[Instructions to follow]: Every record is to be returned as written, with no omissions.

Segment Start: Input material

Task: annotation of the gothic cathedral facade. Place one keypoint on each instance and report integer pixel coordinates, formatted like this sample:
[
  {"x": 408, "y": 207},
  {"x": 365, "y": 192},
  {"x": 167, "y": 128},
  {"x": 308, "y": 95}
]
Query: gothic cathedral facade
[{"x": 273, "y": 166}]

Segment End: Input material

[Solution for this exercise]:
Task: annotation of the gothic cathedral facade. Place one keypoint on each instance and report integer pixel coordinates, formatted like this sample:
[
  {"x": 408, "y": 207},
  {"x": 365, "y": 192},
  {"x": 167, "y": 128},
  {"x": 308, "y": 95}
]
Query: gothic cathedral facade
[{"x": 273, "y": 166}]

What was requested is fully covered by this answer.